(Document extract)
..............................
Governments, however, will have to work hard to ensure the necessary short-term damage done to the global economy isn’t made worse by long-lasting policy mistakes. 

For decades, globalization seemed a relentless, unstoppable economic force. But then it was thrown into reverse as the after-effects of the global financial crisis triggered waves of populist politics. Trade volumes have been shrinking, as have flows of global foreign direct investment—collapsing 20 percent in the first half of 2019, according to the Organization for Economic Cooperation and Development.

Governments will have to work hard to ensure the necessary short-term damage done to the global economy isn’t made worse by long-lasting policy mistakes.

The coronavirus pandemic has the potential to exacerbate this trend. Larry Brilliant, one of the world’s leading epidemiologists, observed that pandemics “recreate the boundaries of countries.” In other words, they threaten open borders and global trade and lead nations to turn inward.
..............................
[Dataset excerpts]
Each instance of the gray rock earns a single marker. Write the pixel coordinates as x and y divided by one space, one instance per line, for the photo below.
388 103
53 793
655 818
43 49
..............................
(Questions)
1) Translate this sentence from the globalization passage into Spanish: "The coronavirus pandemic has the potential to exacerbate this trend."
2) According to the globalization passage, by how much did flows of global foreign direct investment collapse in the first half of 2019?
Work only from the globalization passage, not the material.

(List of solutions)
1) La pandemia de coronavirus tiene el potencial de agravar esta tendencia.

2) 20 percent.